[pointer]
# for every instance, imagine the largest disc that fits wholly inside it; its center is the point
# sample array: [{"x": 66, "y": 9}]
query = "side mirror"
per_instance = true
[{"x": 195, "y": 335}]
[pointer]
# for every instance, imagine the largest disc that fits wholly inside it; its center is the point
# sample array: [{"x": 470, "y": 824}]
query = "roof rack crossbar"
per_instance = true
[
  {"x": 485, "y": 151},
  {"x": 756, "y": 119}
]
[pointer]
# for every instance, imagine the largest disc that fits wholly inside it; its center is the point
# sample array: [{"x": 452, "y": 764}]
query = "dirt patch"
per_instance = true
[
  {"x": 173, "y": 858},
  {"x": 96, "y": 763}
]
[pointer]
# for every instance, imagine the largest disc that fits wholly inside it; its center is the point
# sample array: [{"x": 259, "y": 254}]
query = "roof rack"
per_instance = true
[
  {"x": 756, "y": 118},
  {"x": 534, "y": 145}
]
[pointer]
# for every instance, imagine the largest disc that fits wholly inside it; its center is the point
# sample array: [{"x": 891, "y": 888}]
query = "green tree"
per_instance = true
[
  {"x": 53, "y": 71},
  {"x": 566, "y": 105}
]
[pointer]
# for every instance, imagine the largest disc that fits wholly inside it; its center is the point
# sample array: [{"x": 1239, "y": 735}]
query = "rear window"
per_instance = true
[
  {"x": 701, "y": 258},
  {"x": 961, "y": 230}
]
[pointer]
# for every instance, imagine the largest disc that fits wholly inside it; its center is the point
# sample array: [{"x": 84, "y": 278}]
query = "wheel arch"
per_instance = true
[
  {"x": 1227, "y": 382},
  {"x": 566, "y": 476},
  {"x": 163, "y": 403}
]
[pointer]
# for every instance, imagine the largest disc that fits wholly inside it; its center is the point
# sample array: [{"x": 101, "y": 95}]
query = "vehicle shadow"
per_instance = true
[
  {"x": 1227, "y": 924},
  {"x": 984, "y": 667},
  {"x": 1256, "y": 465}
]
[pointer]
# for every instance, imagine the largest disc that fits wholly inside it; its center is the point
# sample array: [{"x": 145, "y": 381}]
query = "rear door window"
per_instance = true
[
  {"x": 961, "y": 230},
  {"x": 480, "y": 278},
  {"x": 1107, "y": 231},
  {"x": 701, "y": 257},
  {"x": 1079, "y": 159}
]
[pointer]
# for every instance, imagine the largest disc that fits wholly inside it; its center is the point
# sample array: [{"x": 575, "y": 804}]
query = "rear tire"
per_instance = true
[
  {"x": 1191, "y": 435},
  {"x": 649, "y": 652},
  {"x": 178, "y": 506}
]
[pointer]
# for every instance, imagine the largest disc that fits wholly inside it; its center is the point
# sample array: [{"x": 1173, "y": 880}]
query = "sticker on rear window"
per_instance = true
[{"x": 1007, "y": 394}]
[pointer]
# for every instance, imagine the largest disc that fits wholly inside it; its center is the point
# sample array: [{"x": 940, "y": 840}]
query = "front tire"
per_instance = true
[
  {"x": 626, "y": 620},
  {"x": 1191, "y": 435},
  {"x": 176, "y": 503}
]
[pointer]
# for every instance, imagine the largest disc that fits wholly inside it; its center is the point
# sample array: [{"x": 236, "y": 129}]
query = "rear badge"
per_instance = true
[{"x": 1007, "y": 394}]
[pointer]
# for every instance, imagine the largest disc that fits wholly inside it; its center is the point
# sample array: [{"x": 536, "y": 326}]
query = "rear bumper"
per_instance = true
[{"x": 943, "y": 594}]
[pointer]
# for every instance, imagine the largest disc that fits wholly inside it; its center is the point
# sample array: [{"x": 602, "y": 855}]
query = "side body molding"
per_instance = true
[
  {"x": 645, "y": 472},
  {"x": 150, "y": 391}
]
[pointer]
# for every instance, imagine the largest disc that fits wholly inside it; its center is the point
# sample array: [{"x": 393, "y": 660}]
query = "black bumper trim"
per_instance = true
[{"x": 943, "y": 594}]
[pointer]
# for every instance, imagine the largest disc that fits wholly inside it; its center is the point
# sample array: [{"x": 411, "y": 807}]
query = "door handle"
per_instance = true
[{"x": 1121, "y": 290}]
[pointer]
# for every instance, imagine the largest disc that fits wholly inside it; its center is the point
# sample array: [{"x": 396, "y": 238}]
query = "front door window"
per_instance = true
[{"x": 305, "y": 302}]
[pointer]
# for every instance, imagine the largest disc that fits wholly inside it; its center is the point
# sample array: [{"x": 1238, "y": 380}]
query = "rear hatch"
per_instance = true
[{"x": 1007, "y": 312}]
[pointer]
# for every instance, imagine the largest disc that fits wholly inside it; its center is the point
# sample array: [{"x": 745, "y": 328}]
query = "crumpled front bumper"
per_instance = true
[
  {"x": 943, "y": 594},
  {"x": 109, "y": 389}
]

> _EXERCISE_
Make an exact copy of the material above.

> _SOLUTION TO THIS EXERCISE_
[pointer]
# for every instance, imagine the largest disc that fits wholly inside it; its center is the point
# sample array: [{"x": 66, "y": 9}]
query = "side mirror"
per_instance = true
[{"x": 195, "y": 335}]
[pointer]
# for every instance, imagine the largest disc that fits wholly inside it; its center is the point
# sample array: [{"x": 470, "y": 824}]
query = "roof rack crossbar"
per_instance = true
[
  {"x": 485, "y": 151},
  {"x": 756, "y": 119}
]
[pointer]
# for every instance, imagine the largest disc that fits wholly inside it; its center is the point
# sample array: [{"x": 452, "y": 764}]
query = "dirt patch"
per_instance = true
[
  {"x": 173, "y": 858},
  {"x": 96, "y": 763}
]
[pointer]
# for every instance, imagine the largest disc that fits wholly inside it; its center is the point
# sample array: [{"x": 259, "y": 254}]
query = "roof rack"
per_instance = true
[
  {"x": 756, "y": 118},
  {"x": 534, "y": 145}
]
[pointer]
# for every instance, imagine the largest disc that fits wholly inside it; its center is the point
# sample array: [{"x": 891, "y": 888}]
query = "green tree"
per_instance = true
[
  {"x": 53, "y": 71},
  {"x": 566, "y": 105}
]
[pointer]
# for every instance, imagine the largest disc that fits wholly inside it; its center is the point
# sample array: [{"x": 1239, "y": 735}]
query = "rear window"
per_instance = true
[
  {"x": 701, "y": 258},
  {"x": 961, "y": 230}
]
[pointer]
# for every instance, imagine the largest disc that fits wholly inside it; its center is the point
# sample array: [{"x": 84, "y": 278}]
query = "wheel arch"
per_instance = true
[
  {"x": 1227, "y": 382},
  {"x": 566, "y": 476},
  {"x": 163, "y": 403}
]
[pointer]
# for every instance, imagine the largest disc that fits wholly inside it; its center is the point
# sample array: [{"x": 101, "y": 95}]
query = "vehicle shadow"
per_instance = true
[
  {"x": 1227, "y": 924},
  {"x": 984, "y": 667},
  {"x": 1256, "y": 465}
]
[pointer]
# for every instance, imagine the largest disc that fits wholly inside it; its center is the point
# sample array: [{"x": 145, "y": 381}]
query = "rear door window"
per_instance = true
[
  {"x": 961, "y": 230},
  {"x": 480, "y": 278},
  {"x": 1107, "y": 231},
  {"x": 701, "y": 257},
  {"x": 1079, "y": 159}
]
[pointer]
# for every instance, imagine the largest disc that fits wholly inside it; its center is the point
# sample array: [{"x": 575, "y": 804}]
query = "rear tire"
per_instance = true
[
  {"x": 1191, "y": 435},
  {"x": 649, "y": 652},
  {"x": 178, "y": 506}
]
[pointer]
# for every instance, imagine the largest disc that fits wholly inside it; its center is the point
# sample array: [{"x": 1173, "y": 880}]
query = "sticker on rear window"
per_instance = true
[{"x": 1007, "y": 394}]
[pointer]
# for every instance, imagine the largest disc that fits wholly inside it; its center is the point
# sample array: [{"x": 940, "y": 840}]
query = "front tire"
per_instance = true
[
  {"x": 626, "y": 620},
  {"x": 1191, "y": 435},
  {"x": 176, "y": 503}
]
[pointer]
# for every instance, imagine the largest disc that fits wholly inside it; its center is the point
# sample array: [{"x": 236, "y": 129}]
query = "rear badge"
per_instance = true
[{"x": 1007, "y": 394}]
[pointer]
# for every instance, imagine the largest disc that fits wholly inside it; its center is the point
# sample array: [{"x": 536, "y": 326}]
query = "rear bumper"
per_instance = true
[{"x": 943, "y": 594}]
[pointer]
# for every instance, imagine the largest disc that fits wholly inside it; its center is the point
# sample array: [{"x": 602, "y": 855}]
query = "side body molding"
per_instance = true
[
  {"x": 645, "y": 472},
  {"x": 150, "y": 391}
]
[pointer]
# for every instance, imagine the largest disc that fits wholly inside it; its center is the point
# sample array: [{"x": 393, "y": 660}]
query = "black bumper trim"
per_instance = true
[{"x": 943, "y": 594}]
[pointer]
# for every instance, imagine the largest disc that fits wholly inside it; its center is the point
# sample array: [{"x": 411, "y": 807}]
query = "door handle"
per_instance = true
[{"x": 1121, "y": 290}]
[pointer]
# for every instance, imagine the largest disc that fits wholly inside it; its center is the point
# sample array: [{"x": 396, "y": 238}]
query = "front door window"
per_instance = true
[{"x": 305, "y": 302}]
[pointer]
# for every instance, imagine the largest disc that fits wholly inside it; its center is the point
# sample array: [{"x": 1238, "y": 380}]
query = "rear hatch"
per_instance = true
[{"x": 1007, "y": 312}]
[pointer]
# for every instance, imagine the largest disc that fits wholly inside it; its center is the point
# sample array: [{"x": 745, "y": 328}]
query = "crumpled front bumper"
per_instance = true
[
  {"x": 943, "y": 594},
  {"x": 109, "y": 389}
]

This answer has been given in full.